**Text section**

Following his brush with death, Kim Jong Il can stand (with some assistance), brush his teeth (with only minimal drooling), and maybe even rule his country. Kim’s illness, stroke, heart attack or whatever befell the Dear leader has triggered a massive revival of interest in North Korea and even more speculation about what happens after he dies.
But perhaps the focus should not be on life after Kim, but on the general issue of succession or transition. Back around Kim’s 60th birthday, there was tons of talk about leadership succession, and Kim was apparently no nearer to death on the first day after his birthday than he was before. But health issues have a way of bringing home the potential imminence of a forced and perhaps unprepared transition, particularly in a country where there is no clear path for succession, having only seen two leaders in the past 60 years - and the second being the son of the first.

**Problem set**
1. According to the text on North Korean succession, how many leaders has North Korea had in the past 60 years?
2. Carry on the text on Kim Jong Il and North Korean succession from its last sentence.
The data that comes next is not needed.

**Information supplied**
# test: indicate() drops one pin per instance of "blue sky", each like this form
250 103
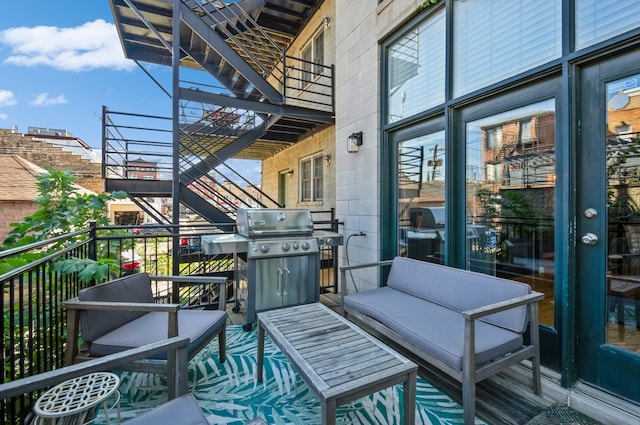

**Solved tasks**
1. Two, and the second is the son of the first.

2.
In general, there appear to be two elements of the succession/transition process largely agreed upon among the North Korean elite - the emergence of a more collective leadership (even if behind the scenes) and the placement of Kim’s second son, Kim Jong Chol, as the next leader. Kim Jong Chol was reportedly appointed Vice Director of the Workers Party of Korea in late 2007, following in his father’s footsteps along the ladder to supreme leadership. The need for collective leadership to supplement the succession process stems from Kim Jong Chol’s relative youth (he is only in his late 20s) and correlated lack of a strong base of independent support.
While there was much speculation outside North Korea, and plenty of less overt speculation inside North Korea over the past decade or so over which of Kim’s sons would succeed him, there was apparently little progress in actually shaping the successor. This was in part because Kim himself only took over in 1994, and really didn’t fully consolidate his rule until 1998. It was much too soon to begin grooming a successor - because if he did, he risked loyalty moving more to his son than to himself as the elite prepared for the future.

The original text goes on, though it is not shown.